(Records excerpted from a collection)
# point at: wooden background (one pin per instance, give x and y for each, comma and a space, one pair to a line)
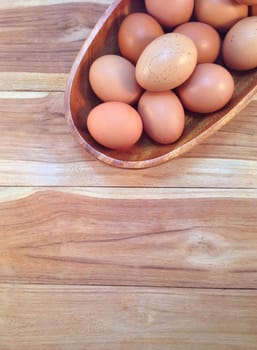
98, 258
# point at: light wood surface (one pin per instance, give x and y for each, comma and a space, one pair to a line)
97, 258
80, 99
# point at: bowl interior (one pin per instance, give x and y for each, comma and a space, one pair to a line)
81, 99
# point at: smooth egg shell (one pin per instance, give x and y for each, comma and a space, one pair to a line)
112, 78
240, 45
166, 62
136, 31
209, 88
205, 37
170, 13
220, 14
115, 125
163, 116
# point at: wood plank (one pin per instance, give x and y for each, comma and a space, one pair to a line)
37, 149
19, 81
16, 4
142, 237
107, 318
44, 39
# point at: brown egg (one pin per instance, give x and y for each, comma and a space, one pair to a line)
112, 78
163, 116
115, 125
254, 10
220, 14
206, 39
240, 45
170, 13
247, 2
208, 89
135, 33
166, 62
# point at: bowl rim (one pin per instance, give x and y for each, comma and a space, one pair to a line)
139, 164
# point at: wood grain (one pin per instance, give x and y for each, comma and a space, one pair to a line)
129, 237
80, 99
37, 149
67, 221
44, 39
107, 318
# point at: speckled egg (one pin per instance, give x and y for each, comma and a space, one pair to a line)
166, 62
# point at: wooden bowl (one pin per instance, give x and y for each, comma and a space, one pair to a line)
80, 99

# Task to complete
Return each entry above unchanged. Leave the pictures out.

# Answer to the exercise
# point at: wooden background (one pin per instance, give x and y for each, comma and a space, one pair to a line)
98, 258
# point at: light wood surface (one pin per instance, give x and y for each, comma and a space, one pair to a line)
97, 258
80, 99
# point at: bowl interior (one pin per instance, give x and y for each, comma and a space, one pair to a line)
81, 99
# point at: smooth egg shell (one pin per instance, give x and y for each, comma and a space, one pair to a line)
112, 78
240, 45
166, 62
136, 31
209, 88
205, 37
170, 13
220, 14
115, 125
163, 116
# point at: wood plank (one pin per instance, give x and y for each, comma and a space, one pair to a line)
37, 149
19, 81
16, 4
142, 237
107, 318
44, 39
# point at: brown egg (one pin per instance, give x and y for each, comma and a space, one pair to a line)
112, 78
163, 116
115, 125
254, 10
220, 14
206, 39
240, 45
170, 13
247, 2
208, 89
135, 33
166, 62
# point at: bowl rim (one pin per instance, give x and y for each, comma and a space, one pair to a line)
139, 164
# point at: wood grain (one pin per instance, give x and y for each, comma and a space, one pair to a line)
129, 237
80, 99
37, 149
67, 221
44, 39
107, 318
# point at: speckled egg (one pin per instance, give x and y for each, comma and a space, one pair to a line)
166, 62
# point at: wooden bowl (one pin per instance, give x and y for each, comma and a space, one pair to a line)
80, 99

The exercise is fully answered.